** start PROVIDED DATA **

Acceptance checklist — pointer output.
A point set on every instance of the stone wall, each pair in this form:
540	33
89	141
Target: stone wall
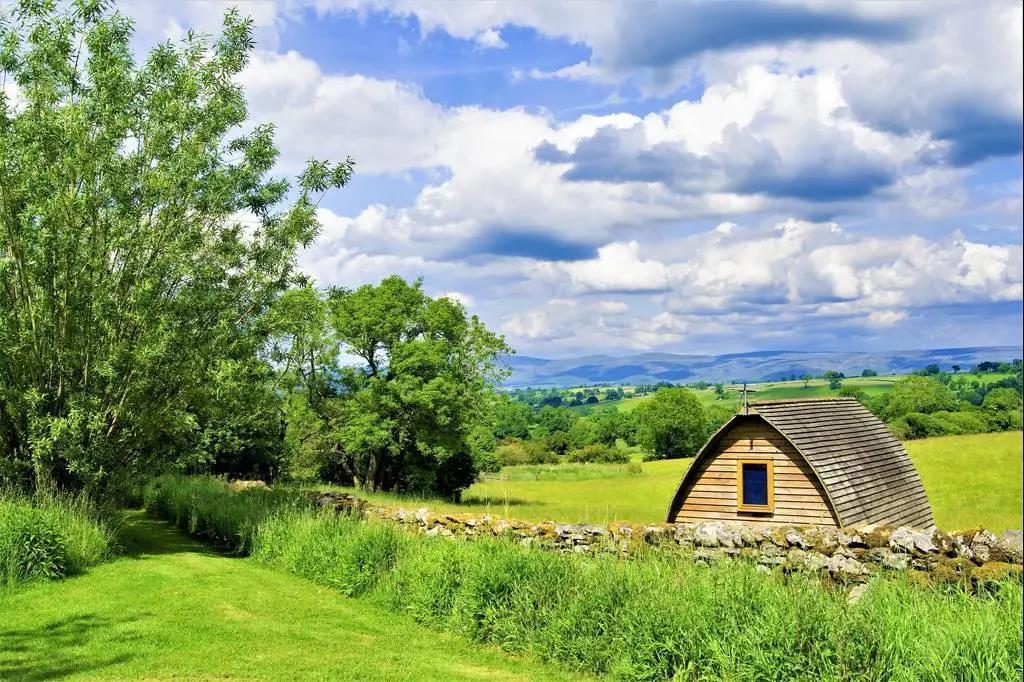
848	554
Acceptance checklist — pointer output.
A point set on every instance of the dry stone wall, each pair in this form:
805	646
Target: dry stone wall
848	554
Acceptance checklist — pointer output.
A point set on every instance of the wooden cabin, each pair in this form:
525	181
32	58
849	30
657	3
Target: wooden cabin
826	462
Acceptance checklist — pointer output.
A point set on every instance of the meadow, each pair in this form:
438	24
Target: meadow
656	616
783	390
971	480
171	607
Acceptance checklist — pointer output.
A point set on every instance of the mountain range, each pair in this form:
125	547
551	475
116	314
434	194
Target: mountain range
753	367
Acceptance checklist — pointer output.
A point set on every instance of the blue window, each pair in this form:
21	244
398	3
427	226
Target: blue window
756	492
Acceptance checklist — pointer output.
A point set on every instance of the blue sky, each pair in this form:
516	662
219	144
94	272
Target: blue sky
688	177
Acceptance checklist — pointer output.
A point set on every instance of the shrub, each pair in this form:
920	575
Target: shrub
598	454
672	423
655	616
514	452
49	538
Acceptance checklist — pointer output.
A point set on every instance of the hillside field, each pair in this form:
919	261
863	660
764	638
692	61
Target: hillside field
782	390
971	480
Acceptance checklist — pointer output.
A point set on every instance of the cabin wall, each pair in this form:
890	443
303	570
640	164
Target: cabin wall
799	497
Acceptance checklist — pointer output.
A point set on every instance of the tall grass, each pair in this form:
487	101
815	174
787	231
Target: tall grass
49	538
654	617
205	507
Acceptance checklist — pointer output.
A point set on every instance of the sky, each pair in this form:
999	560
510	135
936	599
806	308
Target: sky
683	177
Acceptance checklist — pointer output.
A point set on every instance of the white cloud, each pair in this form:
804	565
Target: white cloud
385	125
617	267
491	39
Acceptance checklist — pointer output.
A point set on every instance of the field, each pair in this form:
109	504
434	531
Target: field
783	390
173	608
971	480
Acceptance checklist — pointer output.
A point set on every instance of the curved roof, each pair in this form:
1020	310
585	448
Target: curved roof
865	471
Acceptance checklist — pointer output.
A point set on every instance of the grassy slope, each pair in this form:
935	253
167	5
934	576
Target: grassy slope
172	608
971	480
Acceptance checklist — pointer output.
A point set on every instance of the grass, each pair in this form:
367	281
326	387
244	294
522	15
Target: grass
173	608
656	616
971	480
49	538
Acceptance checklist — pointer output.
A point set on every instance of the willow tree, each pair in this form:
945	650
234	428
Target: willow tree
142	238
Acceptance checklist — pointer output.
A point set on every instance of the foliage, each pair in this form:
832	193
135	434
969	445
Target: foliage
672	423
962	493
173	609
49	538
206	507
127	280
511	419
403	419
598	454
514	452
658	616
1003	406
914	394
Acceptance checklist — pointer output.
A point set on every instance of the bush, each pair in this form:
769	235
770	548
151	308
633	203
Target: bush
598	454
655	616
514	452
672	423
49	538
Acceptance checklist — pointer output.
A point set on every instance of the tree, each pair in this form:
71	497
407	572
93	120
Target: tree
511	419
672	423
402	418
915	394
127	280
1003	407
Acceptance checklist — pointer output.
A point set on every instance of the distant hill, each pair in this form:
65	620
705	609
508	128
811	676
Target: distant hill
760	366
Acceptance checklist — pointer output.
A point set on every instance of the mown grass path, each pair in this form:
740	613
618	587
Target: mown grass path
173	608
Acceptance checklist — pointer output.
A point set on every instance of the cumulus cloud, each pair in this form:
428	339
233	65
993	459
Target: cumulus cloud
796	273
774	134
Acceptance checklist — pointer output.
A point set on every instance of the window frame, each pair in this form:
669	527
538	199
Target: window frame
770	473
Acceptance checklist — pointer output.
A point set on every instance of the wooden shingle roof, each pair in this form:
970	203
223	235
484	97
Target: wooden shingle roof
864	469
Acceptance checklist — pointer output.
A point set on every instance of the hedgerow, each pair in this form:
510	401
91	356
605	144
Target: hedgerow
49	538
648	619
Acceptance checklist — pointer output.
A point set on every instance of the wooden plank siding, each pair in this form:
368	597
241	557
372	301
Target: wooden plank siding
799	497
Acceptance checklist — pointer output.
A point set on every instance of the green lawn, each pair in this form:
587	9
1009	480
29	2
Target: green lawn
173	608
972	480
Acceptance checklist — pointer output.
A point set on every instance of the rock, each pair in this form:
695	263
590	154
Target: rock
816	562
888	559
845	566
707	554
707	535
985	547
902	539
856	593
748	536
912	540
1011	544
794	539
995	570
850	539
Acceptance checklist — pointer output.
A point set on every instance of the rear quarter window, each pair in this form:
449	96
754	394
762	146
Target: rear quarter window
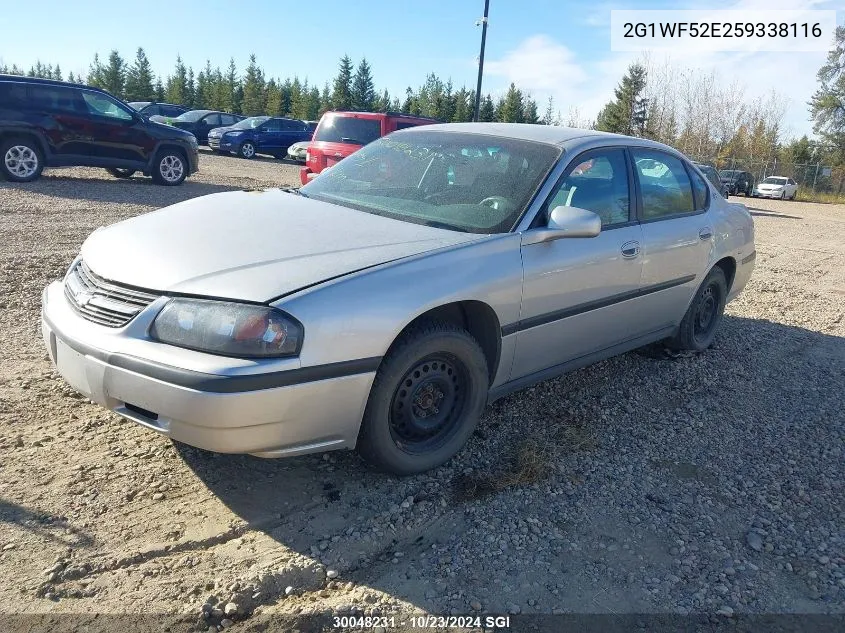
344	129
12	95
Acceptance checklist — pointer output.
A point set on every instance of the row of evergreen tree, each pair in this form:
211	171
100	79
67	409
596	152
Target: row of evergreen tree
253	93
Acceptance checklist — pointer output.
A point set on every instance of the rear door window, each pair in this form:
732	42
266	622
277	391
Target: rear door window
664	184
54	99
699	187
212	119
99	104
344	129
12	94
597	182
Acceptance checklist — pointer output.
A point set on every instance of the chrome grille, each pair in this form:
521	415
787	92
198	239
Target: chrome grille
103	302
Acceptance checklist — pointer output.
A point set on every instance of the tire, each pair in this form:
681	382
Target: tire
21	159
407	428
119	172
246	150
699	325
170	167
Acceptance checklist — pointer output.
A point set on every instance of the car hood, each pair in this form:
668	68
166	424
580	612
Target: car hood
252	246
218	131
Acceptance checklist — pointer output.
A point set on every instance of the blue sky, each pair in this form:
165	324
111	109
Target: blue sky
550	47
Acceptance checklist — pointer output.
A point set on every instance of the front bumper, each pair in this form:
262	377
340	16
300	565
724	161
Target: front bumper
269	421
306	175
220	143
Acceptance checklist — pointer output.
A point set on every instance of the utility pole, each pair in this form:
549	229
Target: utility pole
483	22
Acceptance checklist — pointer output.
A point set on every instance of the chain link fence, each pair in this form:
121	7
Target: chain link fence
815	181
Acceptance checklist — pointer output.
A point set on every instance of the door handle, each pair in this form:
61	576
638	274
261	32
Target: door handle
630	249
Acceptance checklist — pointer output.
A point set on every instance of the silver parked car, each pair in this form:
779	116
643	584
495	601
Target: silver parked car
383	305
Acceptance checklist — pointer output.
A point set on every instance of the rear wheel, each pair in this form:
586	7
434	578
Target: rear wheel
698	328
246	150
425	401
170	167
119	172
21	160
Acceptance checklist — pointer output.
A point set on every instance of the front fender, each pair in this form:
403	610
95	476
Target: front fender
361	314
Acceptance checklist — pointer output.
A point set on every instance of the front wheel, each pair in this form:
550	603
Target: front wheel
21	160
698	328
119	172
170	168
426	399
246	150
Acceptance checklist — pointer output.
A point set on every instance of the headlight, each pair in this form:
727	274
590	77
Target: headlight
228	329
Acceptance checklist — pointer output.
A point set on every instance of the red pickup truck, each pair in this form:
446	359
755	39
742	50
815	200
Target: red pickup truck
340	134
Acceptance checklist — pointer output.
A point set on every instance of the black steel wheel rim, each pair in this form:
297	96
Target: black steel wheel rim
429	403
707	312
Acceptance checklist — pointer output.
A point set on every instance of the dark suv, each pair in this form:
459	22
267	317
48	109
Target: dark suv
155	108
46	123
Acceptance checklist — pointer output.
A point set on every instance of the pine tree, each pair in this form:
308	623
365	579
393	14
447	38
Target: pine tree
231	95
487	111
549	115
177	90
139	79
253	89
342	90
114	74
273	99
191	89
626	114
363	90
95	73
827	106
529	106
159	90
313	112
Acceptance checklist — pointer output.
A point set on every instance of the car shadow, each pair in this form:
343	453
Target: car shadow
137	190
336	509
259	158
47	526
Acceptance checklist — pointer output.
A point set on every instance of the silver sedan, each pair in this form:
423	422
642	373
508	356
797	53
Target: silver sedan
383	305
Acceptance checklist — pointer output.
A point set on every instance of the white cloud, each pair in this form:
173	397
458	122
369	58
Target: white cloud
538	64
544	67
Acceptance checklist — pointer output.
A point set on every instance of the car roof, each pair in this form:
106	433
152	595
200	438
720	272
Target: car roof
50	82
551	134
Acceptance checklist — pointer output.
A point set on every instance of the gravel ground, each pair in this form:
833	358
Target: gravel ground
643	484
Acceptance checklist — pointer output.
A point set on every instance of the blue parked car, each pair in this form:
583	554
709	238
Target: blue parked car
259	135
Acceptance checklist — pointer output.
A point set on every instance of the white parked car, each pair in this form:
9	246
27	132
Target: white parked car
385	303
777	187
297	151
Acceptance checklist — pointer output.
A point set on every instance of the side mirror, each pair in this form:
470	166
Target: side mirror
565	222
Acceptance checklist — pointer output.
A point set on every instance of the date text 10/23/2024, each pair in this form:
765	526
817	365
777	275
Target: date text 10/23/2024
367	623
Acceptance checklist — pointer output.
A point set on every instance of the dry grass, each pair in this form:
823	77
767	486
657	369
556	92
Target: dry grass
818	196
533	460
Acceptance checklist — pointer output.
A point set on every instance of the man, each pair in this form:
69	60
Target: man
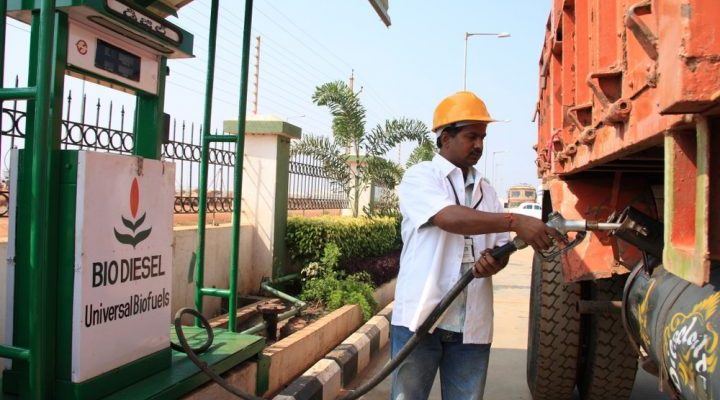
451	220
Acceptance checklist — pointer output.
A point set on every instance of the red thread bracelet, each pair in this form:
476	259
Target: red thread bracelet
508	216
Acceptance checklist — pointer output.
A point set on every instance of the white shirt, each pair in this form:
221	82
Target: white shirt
431	257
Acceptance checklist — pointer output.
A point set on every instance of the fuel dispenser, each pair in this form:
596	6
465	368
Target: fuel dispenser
90	249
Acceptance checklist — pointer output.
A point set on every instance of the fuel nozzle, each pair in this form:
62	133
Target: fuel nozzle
564	226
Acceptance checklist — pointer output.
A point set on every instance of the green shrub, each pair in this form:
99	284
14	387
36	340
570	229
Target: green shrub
322	283
354	237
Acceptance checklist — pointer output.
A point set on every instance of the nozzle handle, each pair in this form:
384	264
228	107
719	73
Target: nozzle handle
505	250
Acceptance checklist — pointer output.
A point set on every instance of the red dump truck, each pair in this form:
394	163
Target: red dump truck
629	131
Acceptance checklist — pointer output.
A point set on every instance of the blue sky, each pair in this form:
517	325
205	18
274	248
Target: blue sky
404	70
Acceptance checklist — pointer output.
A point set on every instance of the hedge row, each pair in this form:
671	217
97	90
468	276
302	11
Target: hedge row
381	269
355	237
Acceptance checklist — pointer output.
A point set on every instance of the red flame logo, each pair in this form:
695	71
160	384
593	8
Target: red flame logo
134	198
133	224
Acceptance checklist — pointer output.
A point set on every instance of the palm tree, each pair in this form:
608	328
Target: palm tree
353	157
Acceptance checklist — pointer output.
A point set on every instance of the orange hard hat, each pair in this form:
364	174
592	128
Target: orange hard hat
460	107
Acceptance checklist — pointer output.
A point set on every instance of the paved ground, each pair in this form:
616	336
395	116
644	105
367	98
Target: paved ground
506	378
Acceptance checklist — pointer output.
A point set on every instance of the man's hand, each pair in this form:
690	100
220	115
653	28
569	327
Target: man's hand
487	266
535	233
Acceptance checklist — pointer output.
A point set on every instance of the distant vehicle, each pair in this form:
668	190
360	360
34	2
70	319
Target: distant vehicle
522	193
527	208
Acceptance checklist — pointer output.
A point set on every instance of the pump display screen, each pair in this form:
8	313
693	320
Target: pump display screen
118	61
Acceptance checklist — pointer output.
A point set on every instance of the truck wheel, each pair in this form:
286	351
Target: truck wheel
553	332
609	363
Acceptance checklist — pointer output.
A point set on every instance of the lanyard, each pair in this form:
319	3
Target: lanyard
457	199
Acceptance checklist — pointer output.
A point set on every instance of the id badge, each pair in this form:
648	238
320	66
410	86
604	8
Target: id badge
468	253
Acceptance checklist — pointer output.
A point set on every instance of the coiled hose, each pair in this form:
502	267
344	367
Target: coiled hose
192	353
421	332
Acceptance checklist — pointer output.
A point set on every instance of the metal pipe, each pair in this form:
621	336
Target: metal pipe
215	292
297	302
239	152
41	306
262	325
285	278
14	353
205	155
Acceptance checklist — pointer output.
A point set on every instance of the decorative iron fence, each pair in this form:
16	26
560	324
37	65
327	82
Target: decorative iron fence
183	145
311	188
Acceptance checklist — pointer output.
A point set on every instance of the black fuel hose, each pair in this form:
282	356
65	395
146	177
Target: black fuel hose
422	331
192	353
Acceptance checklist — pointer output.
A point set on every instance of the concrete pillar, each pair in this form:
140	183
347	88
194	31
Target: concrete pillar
365	192
265	195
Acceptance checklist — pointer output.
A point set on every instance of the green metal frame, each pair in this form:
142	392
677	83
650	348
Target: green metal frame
43	286
239	140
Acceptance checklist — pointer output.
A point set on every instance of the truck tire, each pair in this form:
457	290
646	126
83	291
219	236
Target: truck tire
553	332
608	362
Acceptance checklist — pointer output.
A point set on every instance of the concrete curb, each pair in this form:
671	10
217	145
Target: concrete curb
339	367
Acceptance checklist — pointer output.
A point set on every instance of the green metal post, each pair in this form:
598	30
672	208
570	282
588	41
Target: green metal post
149	118
202	210
239	151
3	11
41	303
14	353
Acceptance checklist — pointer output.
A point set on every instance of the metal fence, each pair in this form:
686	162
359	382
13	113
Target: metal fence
311	188
183	145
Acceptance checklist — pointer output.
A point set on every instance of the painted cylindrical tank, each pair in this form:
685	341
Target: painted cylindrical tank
677	324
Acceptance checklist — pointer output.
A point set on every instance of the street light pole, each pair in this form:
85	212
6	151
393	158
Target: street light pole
469	34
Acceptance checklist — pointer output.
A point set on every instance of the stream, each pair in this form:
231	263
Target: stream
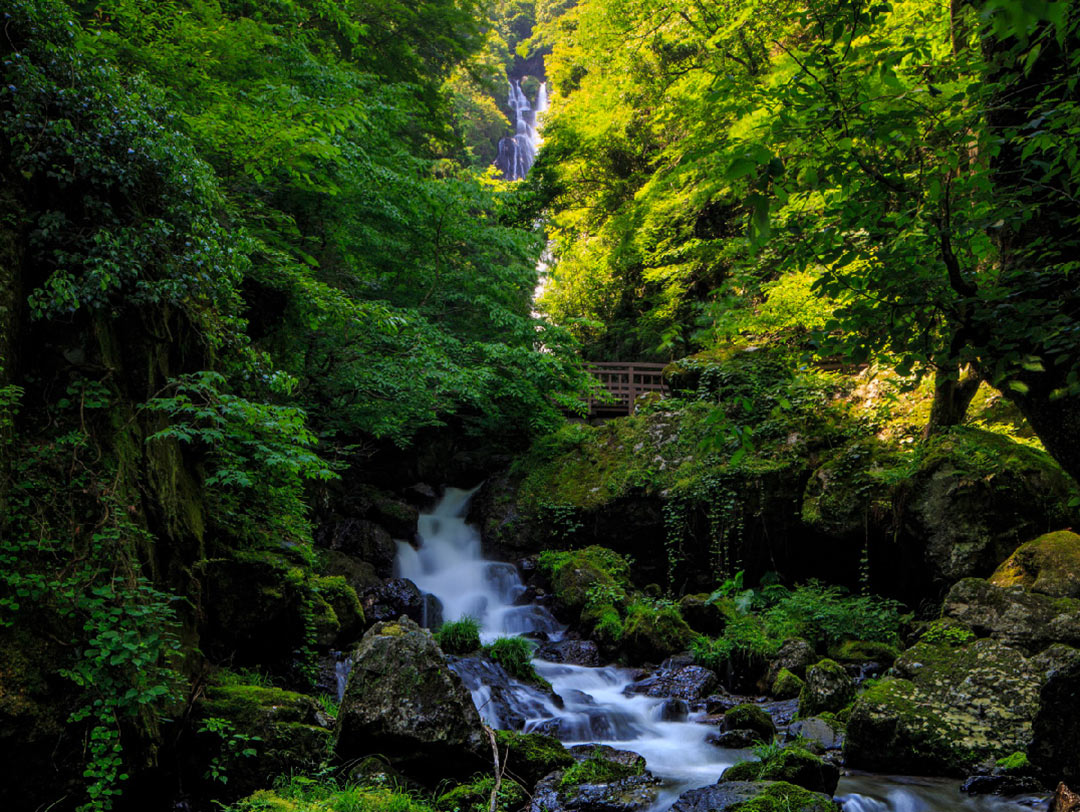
449	565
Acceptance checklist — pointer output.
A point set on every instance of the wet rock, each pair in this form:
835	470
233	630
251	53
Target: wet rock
531	756
1055	747
786	686
1017	618
364	540
817	730
570	652
503	702
1000	785
702	616
827	687
403	702
751	717
949	711
1050	566
393	599
678	678
734	740
1064	800
793	765
729	795
795	655
674	711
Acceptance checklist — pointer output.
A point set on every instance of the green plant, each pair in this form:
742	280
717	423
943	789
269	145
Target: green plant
460	636
232	745
515	655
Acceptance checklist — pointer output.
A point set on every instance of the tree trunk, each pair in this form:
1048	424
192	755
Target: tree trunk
953	394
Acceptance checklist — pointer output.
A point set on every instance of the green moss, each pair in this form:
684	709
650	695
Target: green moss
862	651
459	637
578	576
786	686
751	717
947	632
1015	762
599	770
1049	565
655	632
531	756
476	796
784	797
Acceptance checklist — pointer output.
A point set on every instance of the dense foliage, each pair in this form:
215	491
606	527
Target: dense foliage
898	178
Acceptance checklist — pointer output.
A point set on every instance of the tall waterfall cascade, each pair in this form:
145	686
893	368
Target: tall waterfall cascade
592	704
517	152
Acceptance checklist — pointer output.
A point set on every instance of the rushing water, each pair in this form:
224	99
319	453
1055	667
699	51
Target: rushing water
449	564
517	152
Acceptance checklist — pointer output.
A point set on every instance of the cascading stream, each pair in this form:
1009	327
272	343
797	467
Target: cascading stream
449	564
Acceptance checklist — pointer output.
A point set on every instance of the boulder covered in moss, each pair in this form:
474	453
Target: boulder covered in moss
751	717
786	686
1018	618
753	796
827	688
653	633
531	756
251	734
1050	566
794	765
1054	750
403	702
602	780
579	574
949	709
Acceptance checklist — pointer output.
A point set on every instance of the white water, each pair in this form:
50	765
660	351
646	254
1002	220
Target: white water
517	152
449	564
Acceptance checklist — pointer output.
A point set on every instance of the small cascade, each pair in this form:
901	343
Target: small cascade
517	152
591	704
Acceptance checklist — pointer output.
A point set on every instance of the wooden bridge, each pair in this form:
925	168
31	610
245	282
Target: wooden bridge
625	383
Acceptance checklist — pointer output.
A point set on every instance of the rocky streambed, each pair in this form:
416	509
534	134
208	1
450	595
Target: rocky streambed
661	739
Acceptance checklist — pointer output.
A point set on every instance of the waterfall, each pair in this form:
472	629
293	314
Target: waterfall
592	704
517	152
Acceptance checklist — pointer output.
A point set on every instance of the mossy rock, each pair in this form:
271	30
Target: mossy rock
476	796
1050	565
1018	618
827	688
793	765
287	731
531	756
751	717
575	573
864	651
652	634
786	686
950	709
753	796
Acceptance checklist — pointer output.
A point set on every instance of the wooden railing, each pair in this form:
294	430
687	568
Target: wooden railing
625	383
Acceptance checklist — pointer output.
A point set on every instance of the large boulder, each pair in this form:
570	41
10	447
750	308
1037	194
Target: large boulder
251	734
1055	747
676	678
767	796
365	540
1014	616
827	688
403	702
949	711
1050	565
794	765
602	780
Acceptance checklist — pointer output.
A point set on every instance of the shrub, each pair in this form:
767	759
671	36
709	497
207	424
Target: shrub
515	655
460	636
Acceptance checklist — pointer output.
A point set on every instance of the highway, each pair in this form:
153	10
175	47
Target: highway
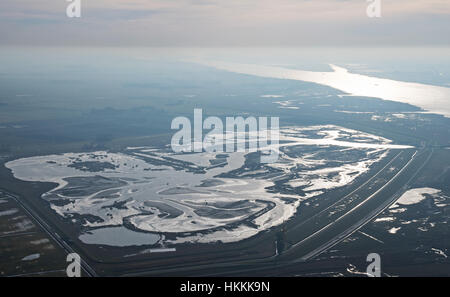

** end PROVIDED DATA **

» THE REQUEST
How many of the lines above contain the string "field"? Reply with the number alone.

» SOLUTION TO THIS PROBLEM
4